> Ejercicios
A - Repite sin cambios el fragmento del pasaje citado que va desde "Setenta y siete noruegos" hasta "su sangre fría.", ambos incluidos.
B - Según el artículo sobre la reacción noruega a la masacre, ¿por qué setenta y siete muertos no son pocos para Noruega? Responde en una a tres frases.
C - Continúa el artículo sobre la reacción noruega a la masacre a partir de su última frase.

> Pasaje citado
——————————
Traducido del inglés para Rebelión por Germán Leyens
¿Son anormales los noruegos, o qué? Setenta y siete son masacrados por un asesino que recibe una condena de solo 21 años y no salen a las calles a protestar, incluso cuando su presidente, sin una gota de machismo, dice: «La bomba y las balas apuntaban a cambiar Noruega. El pueblo noruego respondió adhiriéndose a nuestros valores. El asesino fracasó, el pueblo ganó». ¿Qué clase de valores fastidiosos comparten los noruegos? ¿Y qué tienen contra el cambio?
Setenta y siete noruegos pueden parecer pocos en comparación con los casi 3.000 estadounidenses que murieron el día que cambió todo para siempre, Amén. Pero para los 7 millones de noruegos, los ataques del año pasado mataron proporcionalmente a más de ellos que la cantidad de estadounidenses muertos el 11 de septiembre de 2011. Los políticos noruegos no se desvivirán exigiendo medidas más estrictas de seguridad nacional y los ciudadanos no se manifiestan por el Tea Party en las calles exigiendo venganza y clamando por la pena de muerte. Los largos inviernos deben de aumentar su sangre fría.
——————————
> Extractos de datos

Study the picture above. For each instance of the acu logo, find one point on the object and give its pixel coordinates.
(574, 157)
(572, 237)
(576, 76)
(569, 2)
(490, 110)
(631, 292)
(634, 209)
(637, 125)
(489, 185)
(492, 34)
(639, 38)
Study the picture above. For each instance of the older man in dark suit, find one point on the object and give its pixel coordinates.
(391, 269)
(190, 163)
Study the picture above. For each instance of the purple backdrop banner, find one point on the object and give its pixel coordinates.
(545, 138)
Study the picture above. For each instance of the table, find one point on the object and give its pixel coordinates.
——————————
> Respuestas dadas
A -
Setenta y siete noruegos pueden parecer pocos en comparación con los casi 3.000 estadounidenses que murieron el día que cambió todo para siempre, Amén. Pero para los 7 millones de noruegos, los ataques del año pasado mataron proporcionalmente a más de ellos que la cantidad de estadounidenses muertos el 11 de septiembre de 2011. Los políticos noruegos no se desvivirán exigiendo medidas más estrictas de seguridad nacional y los ciudadanos no se manifiestan por el Tea Party en las calles exigiendo venganza y clamando por la pena de muerte. Los largos inviernos deben de aumentar su sangre fría.

B - Noruega tiene solo 7 millones de habitantes. Por eso, en proporción, los ataques mataron a más noruegos que los casi 3.000 estadounidenses muertos el 11 de septiembre.

C -
En EE.UU. «cambio» fue la consigna del día en 2001, y se ha convertido en un mantra político desde entonces. Ehud Barak, exprimer ministro de Israel y actual ministro de Defensa puso las cosas en marcha esa mañana cuando, entrevistado por la BBC, anunció: «El mundo no será el mismo a partir de este día… Es hora de desplegar un esfuerzo global concertado… contra todas las fuentes de terror, consecuentemente durante seis o 10 años… Irán, Irak, Libia».
No nos corresponde discutir si Barak fue un profeta clarividente o un poderoso paladín. El presidente de EE.UU. George W. Bush, manteniéndose alerta, siguió su consejo y se adhirió al mensaje de el «cambio es bueno», fuera de alentar a los estadounidenses a que no olvidaran sus valores, lo que incluía que les dijera que siguieran comprando. Algunas cosas no se pueden cambiar; y la presidencia de Barack Obama, promovida por su atractivo eslogan electoral, muestra que mientras más cambian las cosas, más siguen siendo insensatas.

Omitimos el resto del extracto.